Your instructions = Reproduce every entry below verbatim, from the first through the last. Omit the pictures from your output.

BEGIN Extracted entries

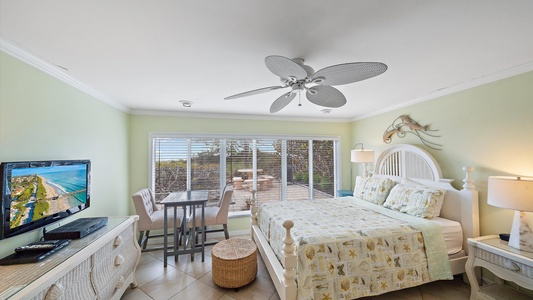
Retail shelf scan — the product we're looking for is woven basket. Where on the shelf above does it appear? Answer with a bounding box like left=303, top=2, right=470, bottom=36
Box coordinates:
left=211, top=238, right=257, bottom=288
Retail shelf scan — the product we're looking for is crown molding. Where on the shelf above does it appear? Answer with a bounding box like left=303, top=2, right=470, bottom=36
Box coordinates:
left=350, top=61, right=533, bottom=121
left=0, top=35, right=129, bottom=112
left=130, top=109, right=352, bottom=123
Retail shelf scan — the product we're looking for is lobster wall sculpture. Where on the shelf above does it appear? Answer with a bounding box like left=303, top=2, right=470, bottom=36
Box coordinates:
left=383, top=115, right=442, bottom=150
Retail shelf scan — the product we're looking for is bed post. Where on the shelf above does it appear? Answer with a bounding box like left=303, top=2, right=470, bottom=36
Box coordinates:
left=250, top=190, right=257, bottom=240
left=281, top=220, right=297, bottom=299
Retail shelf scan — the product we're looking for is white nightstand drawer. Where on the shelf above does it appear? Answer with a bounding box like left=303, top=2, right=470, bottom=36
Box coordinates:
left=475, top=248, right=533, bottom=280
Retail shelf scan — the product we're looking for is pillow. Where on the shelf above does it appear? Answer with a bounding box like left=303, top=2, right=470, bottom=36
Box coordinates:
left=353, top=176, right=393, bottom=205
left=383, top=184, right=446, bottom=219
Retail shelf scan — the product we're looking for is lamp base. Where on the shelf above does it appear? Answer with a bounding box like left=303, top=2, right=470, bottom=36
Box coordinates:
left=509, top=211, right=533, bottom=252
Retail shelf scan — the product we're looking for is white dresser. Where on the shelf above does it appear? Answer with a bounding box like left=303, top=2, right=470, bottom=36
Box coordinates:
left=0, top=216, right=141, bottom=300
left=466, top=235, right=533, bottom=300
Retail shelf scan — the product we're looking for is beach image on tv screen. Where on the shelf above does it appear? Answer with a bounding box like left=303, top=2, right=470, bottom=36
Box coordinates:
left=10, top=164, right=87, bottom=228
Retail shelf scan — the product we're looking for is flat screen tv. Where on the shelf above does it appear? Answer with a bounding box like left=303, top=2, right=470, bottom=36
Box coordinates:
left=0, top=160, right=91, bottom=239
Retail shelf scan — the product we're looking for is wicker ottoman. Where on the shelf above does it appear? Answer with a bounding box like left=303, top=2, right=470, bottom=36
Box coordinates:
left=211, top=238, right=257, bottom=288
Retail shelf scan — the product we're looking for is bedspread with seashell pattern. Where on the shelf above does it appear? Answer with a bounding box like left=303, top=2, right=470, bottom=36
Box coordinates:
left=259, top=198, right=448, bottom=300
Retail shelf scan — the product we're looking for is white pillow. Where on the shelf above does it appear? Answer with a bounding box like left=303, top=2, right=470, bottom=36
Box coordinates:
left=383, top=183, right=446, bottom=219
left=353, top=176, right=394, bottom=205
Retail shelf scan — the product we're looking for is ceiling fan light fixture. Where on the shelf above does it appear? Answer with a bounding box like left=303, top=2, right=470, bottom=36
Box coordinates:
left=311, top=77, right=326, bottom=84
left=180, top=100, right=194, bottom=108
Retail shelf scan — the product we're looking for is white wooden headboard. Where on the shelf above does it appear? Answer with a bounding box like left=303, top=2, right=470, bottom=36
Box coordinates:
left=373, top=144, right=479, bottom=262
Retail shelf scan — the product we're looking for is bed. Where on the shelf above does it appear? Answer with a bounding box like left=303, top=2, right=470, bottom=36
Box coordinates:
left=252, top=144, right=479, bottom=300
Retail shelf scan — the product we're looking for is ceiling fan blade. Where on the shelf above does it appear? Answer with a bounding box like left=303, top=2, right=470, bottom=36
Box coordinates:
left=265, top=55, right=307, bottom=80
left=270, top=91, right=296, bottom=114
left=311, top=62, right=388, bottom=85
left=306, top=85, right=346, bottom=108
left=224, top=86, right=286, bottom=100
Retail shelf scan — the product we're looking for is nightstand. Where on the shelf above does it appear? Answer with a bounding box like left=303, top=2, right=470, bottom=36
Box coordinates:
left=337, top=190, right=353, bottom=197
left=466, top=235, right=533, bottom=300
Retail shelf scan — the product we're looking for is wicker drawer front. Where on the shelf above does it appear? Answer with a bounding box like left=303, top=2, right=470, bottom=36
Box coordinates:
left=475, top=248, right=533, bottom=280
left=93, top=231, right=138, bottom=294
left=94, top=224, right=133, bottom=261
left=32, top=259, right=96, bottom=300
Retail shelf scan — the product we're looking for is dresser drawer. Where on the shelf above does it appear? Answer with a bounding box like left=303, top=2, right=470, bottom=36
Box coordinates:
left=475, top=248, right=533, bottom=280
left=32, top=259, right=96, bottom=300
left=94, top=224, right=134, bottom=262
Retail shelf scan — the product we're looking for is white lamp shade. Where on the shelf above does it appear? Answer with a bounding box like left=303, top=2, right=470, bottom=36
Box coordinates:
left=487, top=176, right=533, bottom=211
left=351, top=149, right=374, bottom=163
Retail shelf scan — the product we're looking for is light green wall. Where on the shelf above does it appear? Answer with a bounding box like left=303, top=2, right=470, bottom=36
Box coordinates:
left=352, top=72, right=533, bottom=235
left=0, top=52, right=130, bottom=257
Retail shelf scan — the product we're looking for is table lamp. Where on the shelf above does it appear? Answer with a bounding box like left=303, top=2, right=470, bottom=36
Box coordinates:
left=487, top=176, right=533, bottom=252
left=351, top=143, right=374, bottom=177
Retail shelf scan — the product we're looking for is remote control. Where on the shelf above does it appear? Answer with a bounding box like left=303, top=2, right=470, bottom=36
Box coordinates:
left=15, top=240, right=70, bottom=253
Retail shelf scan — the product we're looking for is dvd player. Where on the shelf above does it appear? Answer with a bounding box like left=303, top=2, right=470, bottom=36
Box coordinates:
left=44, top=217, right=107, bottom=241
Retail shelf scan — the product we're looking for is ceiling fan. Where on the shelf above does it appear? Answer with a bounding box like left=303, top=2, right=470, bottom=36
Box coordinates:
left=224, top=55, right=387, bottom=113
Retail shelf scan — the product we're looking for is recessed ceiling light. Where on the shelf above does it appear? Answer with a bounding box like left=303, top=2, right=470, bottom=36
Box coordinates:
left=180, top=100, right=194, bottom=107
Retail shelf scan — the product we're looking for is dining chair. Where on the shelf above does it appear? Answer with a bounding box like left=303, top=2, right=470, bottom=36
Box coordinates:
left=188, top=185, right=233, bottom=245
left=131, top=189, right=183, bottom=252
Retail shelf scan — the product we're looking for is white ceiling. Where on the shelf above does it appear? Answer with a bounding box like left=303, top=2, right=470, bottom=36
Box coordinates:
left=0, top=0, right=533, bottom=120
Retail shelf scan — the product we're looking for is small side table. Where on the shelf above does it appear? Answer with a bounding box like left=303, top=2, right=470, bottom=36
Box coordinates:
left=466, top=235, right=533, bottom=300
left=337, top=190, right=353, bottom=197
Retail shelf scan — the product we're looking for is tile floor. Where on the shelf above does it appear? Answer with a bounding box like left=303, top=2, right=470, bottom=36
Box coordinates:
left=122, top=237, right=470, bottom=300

END Extracted entries

Complete response =
Retail shelf scan — the product we're looking for is woven basket. Where on the shelf above does it appear? Answer with a bounding box like left=303, top=2, right=470, bottom=36
Box coordinates:
left=211, top=238, right=257, bottom=288
Retail shelf scan — the product we're looking for is crown molding. Where on the shelf above does it appear? Answer with a bounding box like left=303, top=2, right=470, bottom=36
Box coordinates:
left=350, top=61, right=533, bottom=121
left=0, top=35, right=129, bottom=112
left=130, top=109, right=352, bottom=123
Retail shelf scan — the product we're looking for is lobster wall sculpture. Where on the shelf above does it appear? Answer with a bounding box like left=303, top=2, right=470, bottom=36
Box coordinates:
left=383, top=115, right=442, bottom=150
Retail shelf scan — the product we're looking for is bed post. Where on the shelf above does it appear? Answer with a bounding box like left=303, top=2, right=470, bottom=36
Box coordinates:
left=250, top=190, right=257, bottom=240
left=281, top=220, right=297, bottom=299
Retail shelf scan — the product we're looking for is white nightstand drawer. Where on the shelf above does it appear? Answer with a bounding box like left=303, top=2, right=470, bottom=36
Box coordinates:
left=475, top=248, right=533, bottom=280
Retail shelf scan — the product we're looking for is pillow. Where on the shelf above does it appear? Answer with a bounding box like left=303, top=2, right=470, bottom=36
Box coordinates:
left=353, top=176, right=393, bottom=205
left=383, top=184, right=446, bottom=219
Retail shelf scan — the product we're looking for is lamp base. Where on the shelf above does it appear? Answer with a bounding box like left=303, top=2, right=470, bottom=36
Box coordinates:
left=509, top=211, right=533, bottom=252
Retail shelf scan — the product we're looking for is white dresser. Where on the shelf above does it appear? Answer with a bounding box like left=303, top=2, right=470, bottom=36
Box coordinates:
left=0, top=216, right=141, bottom=300
left=466, top=235, right=533, bottom=300
Retail shelf scan — the product we're looking for is beach image on tv screen. Where on the shelf above does it appear? Answer with a bounding box like left=303, top=2, right=470, bottom=36
Box coordinates:
left=10, top=164, right=87, bottom=228
Retail shelf scan — the product we're looking for is flat screen tv. Where on the shelf above does it appear? Answer with a bounding box like left=303, top=2, right=470, bottom=36
Box coordinates:
left=0, top=160, right=91, bottom=239
Retail shelf scan — the product we're looking for is wicker ottoman. Where on the shelf above does it appear? Answer with a bounding box like left=303, top=2, right=470, bottom=36
Box coordinates:
left=211, top=238, right=257, bottom=288
Retail shelf scan — the product we're looking for is bedspread with seashell pattern. Where on the shelf above does it appear? Answer with a bounding box like left=303, top=2, right=470, bottom=36
Box coordinates:
left=259, top=198, right=448, bottom=300
Retail shelf scan — the product we're looking for is white pillow. Where on the shelf above does it appear? Answer with a bounding box like left=303, top=2, right=470, bottom=36
Box coordinates:
left=383, top=183, right=446, bottom=219
left=353, top=176, right=394, bottom=205
Retail shelf scan — the product we're looking for is ceiling fan light fixture. Where on the shelf above does it appear? Answer with a bounding box like left=303, top=2, right=470, bottom=36
Box coordinates:
left=311, top=77, right=326, bottom=84
left=180, top=100, right=194, bottom=108
Retail shelf scan — the product we're looking for is white wooden headboard. Where on the shelf above does it appear? Answer with a bounding box like left=303, top=2, right=470, bottom=36
Box coordinates:
left=373, top=144, right=479, bottom=262
Retail shelf scan — the product we're looking for is bed. Where on the shelf above does it appear? Answer with a bounding box like left=303, top=2, right=470, bottom=36
Box coordinates:
left=252, top=144, right=479, bottom=300
Retail shelf scan — the product we're looking for is ceiling fan blade. Where on the shelf above does it appear? Answer with a bounding box like left=303, top=2, right=470, bottom=36
Box coordinates:
left=265, top=55, right=307, bottom=80
left=270, top=91, right=296, bottom=114
left=311, top=62, right=388, bottom=85
left=306, top=85, right=346, bottom=108
left=224, top=86, right=286, bottom=100
Retail shelf scan — the product we're looking for is nightstand. Where on the shelf above does it appear? Answer with a bounding box like left=303, top=2, right=470, bottom=36
Box coordinates:
left=337, top=190, right=353, bottom=197
left=466, top=235, right=533, bottom=300
Retail shelf scan — the product we're looking for is wicker drawer front. Where on the shelf above does it appear? Answer with a bounding box like left=303, top=2, right=470, bottom=36
Box coordinates:
left=475, top=248, right=533, bottom=280
left=93, top=231, right=138, bottom=294
left=94, top=224, right=133, bottom=261
left=32, top=259, right=96, bottom=300
Retail shelf scan — the product we're looking for is dresser drawer. Where on the shelf above does it appear? Answer with a bounding box like left=303, top=2, right=470, bottom=36
Box coordinates:
left=475, top=248, right=533, bottom=280
left=32, top=259, right=96, bottom=300
left=94, top=224, right=134, bottom=262
Retail shelf scan — the product we're looking for is white lamp shade. Where on the shelf above does it appear? Answer with a bounding box like left=303, top=2, right=470, bottom=36
Box coordinates:
left=487, top=176, right=533, bottom=211
left=351, top=149, right=374, bottom=163
Retail shelf scan — the product we're looking for is light green wall. Where on the shelf above does it appear? Answer with a bounding box like left=303, top=2, right=470, bottom=36
Box coordinates:
left=352, top=72, right=533, bottom=235
left=0, top=52, right=130, bottom=257
Retail shelf scan — the product we're looking for is table lamp. Where on the shelf above does it appear? Answer with a bounding box like left=303, top=2, right=470, bottom=36
Box coordinates:
left=487, top=176, right=533, bottom=252
left=351, top=143, right=374, bottom=177
Retail shelf scan — the product we're looking for is remote control. Where on the shelf above does it appear? Answer with a bounding box like left=303, top=2, right=470, bottom=36
Box coordinates:
left=15, top=240, right=70, bottom=253
Retail shelf scan — the product we're looking for is dvd player. Where on the shelf above does it appear? Answer with a bounding box like left=303, top=2, right=470, bottom=36
Box coordinates:
left=44, top=217, right=107, bottom=241
Retail shelf scan — the product we're looking for is ceiling fan. Where on the shelf above does it appear? Answer with a bounding box like left=303, top=2, right=470, bottom=36
Box coordinates:
left=224, top=55, right=387, bottom=113
Retail shelf scan — the product we're looking for is recessed ceiling light. Where on the shelf above does it appear? Answer with a bounding box like left=303, top=2, right=470, bottom=36
Box coordinates:
left=180, top=100, right=194, bottom=107
Retail shelf scan — the product we're looking for is dining chair. Where on the shelf above does it appear? Answer with a bounding box like left=303, top=2, right=470, bottom=36
Box coordinates:
left=188, top=185, right=233, bottom=245
left=131, top=189, right=183, bottom=252
Retail shelf scan — the product we're looking for is white ceiling. Where on the shelf above does it appear? Answer with a bounding box like left=303, top=2, right=470, bottom=36
Box coordinates:
left=0, top=0, right=533, bottom=120
Retail shelf scan — the product we're looking for is small side table. Where on the shelf above does it appear? Answer with a bounding box like left=303, top=2, right=470, bottom=36
Box coordinates:
left=466, top=235, right=533, bottom=300
left=337, top=190, right=353, bottom=197
Retail shelf scan — the product we're looking for is tile floor. Where on the shelf above does it appear? Answer with a bounding box like left=303, top=2, right=470, bottom=36
Box coordinates:
left=122, top=237, right=470, bottom=300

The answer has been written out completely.